Copy all of the material below with every "instance" changed to "item" and nothing else altered. Leave the pictures out of your answer.

── Supplied data

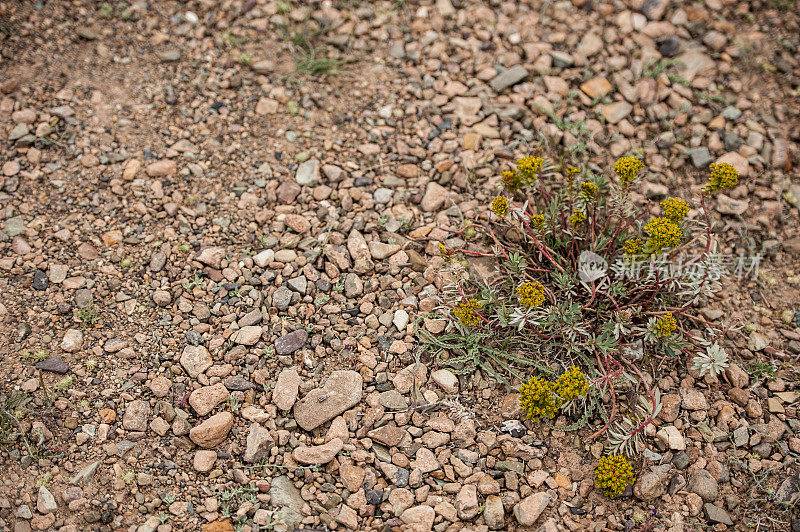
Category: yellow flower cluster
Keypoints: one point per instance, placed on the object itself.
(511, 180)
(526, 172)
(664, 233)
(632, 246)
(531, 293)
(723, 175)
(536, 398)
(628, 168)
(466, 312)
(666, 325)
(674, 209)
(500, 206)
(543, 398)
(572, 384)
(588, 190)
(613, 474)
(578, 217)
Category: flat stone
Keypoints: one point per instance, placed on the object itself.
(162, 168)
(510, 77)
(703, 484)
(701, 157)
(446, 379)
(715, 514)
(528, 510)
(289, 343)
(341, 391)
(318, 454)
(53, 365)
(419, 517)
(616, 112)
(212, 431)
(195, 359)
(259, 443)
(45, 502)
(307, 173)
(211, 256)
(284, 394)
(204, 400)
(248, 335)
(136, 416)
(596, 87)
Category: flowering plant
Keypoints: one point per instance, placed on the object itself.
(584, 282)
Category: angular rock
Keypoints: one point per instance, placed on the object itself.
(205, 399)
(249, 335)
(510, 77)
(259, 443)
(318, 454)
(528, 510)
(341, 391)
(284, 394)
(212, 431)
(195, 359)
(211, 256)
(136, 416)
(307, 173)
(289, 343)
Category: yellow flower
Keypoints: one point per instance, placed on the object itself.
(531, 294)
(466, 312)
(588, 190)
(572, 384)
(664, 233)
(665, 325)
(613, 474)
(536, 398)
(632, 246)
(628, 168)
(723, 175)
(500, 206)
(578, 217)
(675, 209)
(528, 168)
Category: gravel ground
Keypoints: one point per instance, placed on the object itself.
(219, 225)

────

- [Response to this task]:
Category: yellow flower cluster
Keypoints: one point per item, placed on the object itself.
(511, 180)
(526, 172)
(664, 233)
(632, 246)
(531, 293)
(723, 175)
(536, 398)
(628, 168)
(466, 312)
(666, 325)
(674, 209)
(500, 206)
(543, 398)
(572, 384)
(588, 190)
(613, 474)
(578, 217)
Category: flat stone
Keypoints: one point per item, placed on the object itself.
(162, 168)
(510, 77)
(703, 484)
(701, 157)
(446, 379)
(715, 514)
(528, 510)
(289, 343)
(341, 391)
(318, 454)
(53, 365)
(419, 517)
(616, 112)
(212, 431)
(195, 359)
(259, 443)
(45, 502)
(307, 173)
(211, 256)
(284, 394)
(204, 400)
(248, 335)
(136, 416)
(596, 87)
Category: flowering plant
Keypoints: one point per item, placed on the object itself.
(584, 282)
Category: angular rock
Keypoints: one point per item, placed on the object itself.
(205, 399)
(249, 335)
(510, 77)
(259, 443)
(318, 454)
(528, 510)
(341, 391)
(284, 394)
(212, 431)
(195, 359)
(211, 256)
(136, 416)
(307, 173)
(289, 343)
Category: yellow flower
Keypoints: one point per item, placed on the object itself.
(531, 294)
(466, 312)
(588, 190)
(572, 384)
(664, 233)
(665, 325)
(613, 474)
(536, 398)
(632, 246)
(628, 168)
(723, 175)
(500, 206)
(578, 217)
(675, 209)
(528, 168)
Category: gravel ground
Keypoints: one point per item, placed on the object itself.
(219, 225)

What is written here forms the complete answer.